▸ **Required task**
Rescale the part of the material that opens with the line containing "Given the image above, locate the sailboat" and runs through the end of the material, giving only those lines again with the requests included. Multiply every bounding-box coordinate in the answers by 0.4 and round each result to a whole number, rounding halves up.

▸ **Rows**
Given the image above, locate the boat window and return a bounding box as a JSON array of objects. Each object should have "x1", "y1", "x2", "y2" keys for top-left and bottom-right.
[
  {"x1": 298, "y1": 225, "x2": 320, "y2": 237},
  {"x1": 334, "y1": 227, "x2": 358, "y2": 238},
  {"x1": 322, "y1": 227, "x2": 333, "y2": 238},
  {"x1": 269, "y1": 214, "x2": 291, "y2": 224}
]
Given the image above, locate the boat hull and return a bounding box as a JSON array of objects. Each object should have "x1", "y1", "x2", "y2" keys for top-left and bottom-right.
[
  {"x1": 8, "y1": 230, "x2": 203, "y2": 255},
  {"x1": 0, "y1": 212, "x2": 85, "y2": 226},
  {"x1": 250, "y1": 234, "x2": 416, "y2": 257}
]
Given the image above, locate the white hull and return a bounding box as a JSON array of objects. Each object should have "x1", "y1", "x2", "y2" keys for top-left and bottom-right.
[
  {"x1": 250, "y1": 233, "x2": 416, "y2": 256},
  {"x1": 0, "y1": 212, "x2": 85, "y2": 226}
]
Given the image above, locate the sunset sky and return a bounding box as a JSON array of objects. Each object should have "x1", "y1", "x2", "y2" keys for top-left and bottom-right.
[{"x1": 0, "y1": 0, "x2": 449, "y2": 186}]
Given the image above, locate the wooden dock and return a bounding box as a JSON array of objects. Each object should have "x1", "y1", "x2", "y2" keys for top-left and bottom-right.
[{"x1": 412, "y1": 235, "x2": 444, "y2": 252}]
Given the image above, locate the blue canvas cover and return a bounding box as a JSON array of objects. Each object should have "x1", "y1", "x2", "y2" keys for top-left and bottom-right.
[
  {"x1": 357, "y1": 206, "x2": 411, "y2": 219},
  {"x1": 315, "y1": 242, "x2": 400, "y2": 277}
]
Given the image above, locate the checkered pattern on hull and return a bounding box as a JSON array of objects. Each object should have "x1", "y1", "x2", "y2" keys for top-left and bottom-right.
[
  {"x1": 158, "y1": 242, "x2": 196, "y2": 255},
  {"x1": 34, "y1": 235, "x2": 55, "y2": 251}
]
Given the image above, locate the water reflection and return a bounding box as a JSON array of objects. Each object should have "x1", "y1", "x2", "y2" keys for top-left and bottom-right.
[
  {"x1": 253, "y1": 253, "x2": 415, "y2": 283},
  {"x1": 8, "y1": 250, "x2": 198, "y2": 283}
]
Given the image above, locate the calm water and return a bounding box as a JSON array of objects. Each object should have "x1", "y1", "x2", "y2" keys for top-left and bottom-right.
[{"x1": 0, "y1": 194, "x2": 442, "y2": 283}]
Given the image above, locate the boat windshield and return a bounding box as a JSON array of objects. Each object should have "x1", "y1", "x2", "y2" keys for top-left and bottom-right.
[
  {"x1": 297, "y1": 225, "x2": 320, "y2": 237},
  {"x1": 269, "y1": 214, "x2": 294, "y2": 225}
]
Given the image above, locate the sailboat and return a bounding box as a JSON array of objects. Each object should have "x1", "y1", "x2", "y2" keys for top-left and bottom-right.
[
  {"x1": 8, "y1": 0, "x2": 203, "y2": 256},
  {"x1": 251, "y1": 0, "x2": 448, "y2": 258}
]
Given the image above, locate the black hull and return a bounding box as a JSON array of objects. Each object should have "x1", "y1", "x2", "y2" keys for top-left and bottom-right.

▸ **Problem solution**
Given the image above, locate the sailboat and return a bounding box as a JSON array of objects. Each object should have "x1", "y1", "x2", "y2" keys for top-left and bottom-right.
[
  {"x1": 3, "y1": 0, "x2": 81, "y2": 102},
  {"x1": 100, "y1": 0, "x2": 179, "y2": 103}
]
Given the image above, locate the black hull and return a bounding box as a JSON array of objects. Each object should have "x1", "y1", "x2", "y2" keys for top-left and bottom-right.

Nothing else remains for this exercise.